Aufgaben |
[A] Prüfen Sie, ob die folgenden Aussagen mit dem Text über Lenzing übereinstimmen, und belegen Sie jede Antwort (ja oder nein) mit einem genauen Zitat: (i) Vor der Vorstellung wurde das Garn mit Seidenwebereien in China getestet. (ii) Die Forschung dauerte drei Jahre und erfolgte unter strengster Geheimhaltung. (iii) Bei der Präsentation in Paris waren 250 Gäste aus der Modewelt anwesend.
[B] Setzen Sie den Text über Lenzing im Anschluss an seinen letzten Satz fort.

Text |
--------

Lenzing erfindet "Seide aus Holz"
PARIS. Der Faserhersteller Lenzing AG forschte drei Jahre unter strengster Geheimhaltung und präsentiert nun ein Garn, das den Einstieg in einen völlig neuen Markt bieten soll. Am Stammsitz wird dafür in eine eigene Anlage investiert.
Drei Jahre wurde unter strengster Geheimhaltung geforscht und in den vergangenen Monaten mit Seidenwebereien in Japan und Italien getestet. Am Freitagabend wurde in Paris, der Stadt der Mode, das Ergebnis vorgestellt: Der Fasererzeuger Lenzing AG hat erstmals ein Endlosgarn auf Zellolosebasis erzeugt. Das sogenannte Filament ist Seide sehr ähnlich - und auch zum Mischen mit dem Edelstoff geeignet ist. Bei Lenzing spricht man von einem Meilenstein.
Für den Fasererzeuger, der bisher 38 Millimeter lange Stapelfasern auf Holzbasis erzeugt hat und an Spinnereien geliefert wurde, steigt mit der Endlos-Garn-Erzeugung in einen „völlig anderen Markt ein“, wie Vorstandschef Stefan Doboczky bei der einer exklusiven Präsentation im Pariser Palais de Tokyo vor 250 Gästen aus der Modewelt berichtet. Lenzing wendet sich nun an Strickereien und Webereien, die hochwertige Stoffe erzeugen.

--------

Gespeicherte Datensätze
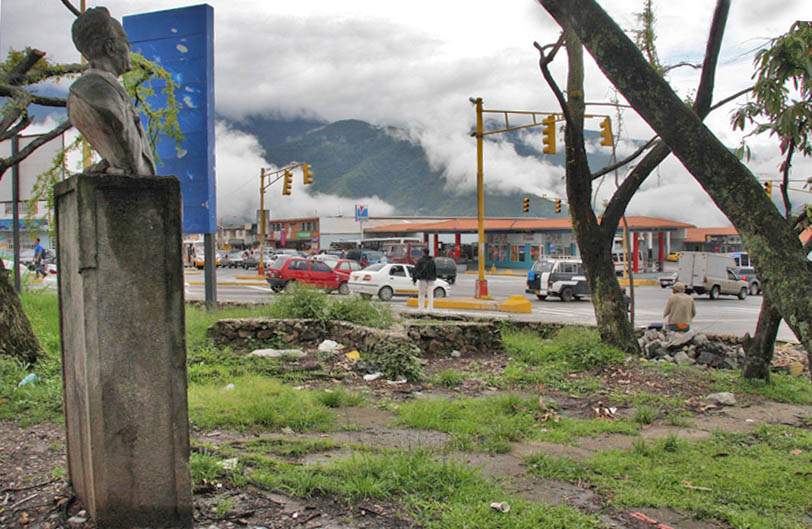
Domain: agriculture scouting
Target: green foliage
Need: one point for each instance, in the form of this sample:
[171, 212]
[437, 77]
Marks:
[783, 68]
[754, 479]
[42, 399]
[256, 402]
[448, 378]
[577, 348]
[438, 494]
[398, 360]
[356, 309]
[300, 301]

--------

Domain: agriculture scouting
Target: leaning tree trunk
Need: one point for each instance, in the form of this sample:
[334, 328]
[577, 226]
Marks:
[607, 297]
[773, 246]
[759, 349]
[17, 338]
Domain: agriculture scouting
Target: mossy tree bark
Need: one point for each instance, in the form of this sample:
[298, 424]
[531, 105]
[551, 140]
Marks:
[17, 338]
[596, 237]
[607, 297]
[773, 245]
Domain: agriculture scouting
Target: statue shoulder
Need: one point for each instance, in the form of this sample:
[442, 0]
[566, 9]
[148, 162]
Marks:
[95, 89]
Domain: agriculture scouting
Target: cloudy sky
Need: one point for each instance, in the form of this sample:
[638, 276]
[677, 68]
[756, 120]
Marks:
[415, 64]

--------

Lösungen |
[A]
(i) Nein: „in den vergangenen Monaten mit Seidenwebereien in Japan und Italien getestet“
(ii) Ja: „Drei Jahre wurde unter strengster Geheimhaltung geforscht“
(iii) Ja: „vor 250 Gästen aus der Modewelt“

[B]
Noble Präsentation vor 250 Gästen aus der Modewelt
Der Veranstaltungsort im Zentrum von Paris war in den Tagen davor einer der Orte, wo die großen Designer ihre jüngsten Haute Couture-Kollektionen vorgestellt haben. Und in diesen obersten Bereich der Mode will Lenzing mit seiner Entwicklung auch vordringen. Statt Tonnen von Fasern werden Einzelspulen mit einem Garn verkauft, das 100 Kilometer lang ist. „Wir wollen mit unserem Garn ins Luxussement der Modebranche vordringen“, so Doboczky. Tatsächlich greifen sich die ersten Musterstoffe angenehm seidig an. Wie andere holzbasierte Fasern ist das Produkt atmungsaktiv.
Bisher steht in Lenzing eine Pilotanlage, auf der die ersten Garne erzeugt wurden. Die industrielle Großanlage wird ebenfalls am Stammsitz des Unternehmens erzeugt werden, sagt Doboczky. Der Aufsichtsrat unter seinem Vorsitzenden Hanno Bästlein hat die Zustimmung bereits erteilt, die Grundsatzplanungen zu starten. Wann mit dem Bau begonnen wird, und wie groß die Anlage wird, das werde im Sommer 2018 entschieden. „Heute ist nicht der Tag über Investitionssummen zu sprechen“, sagt Doboczky am Freitagabend. Die neue Anlage werde neben der bisherigen Tencel-Anlage errichtet und „sie wird nicht klein aussehen daneben“, sagt der Konzernchef. In den nächsten zwei Jahren werde noch viel Marktaufbau-Arbeit passieren müssen. In dieser Zeit werde man mit der Pilotanlage auch das Auslangen finden, heißt es.
Vorstandschef Stefan Doboczky spricht von einem Meilenstein.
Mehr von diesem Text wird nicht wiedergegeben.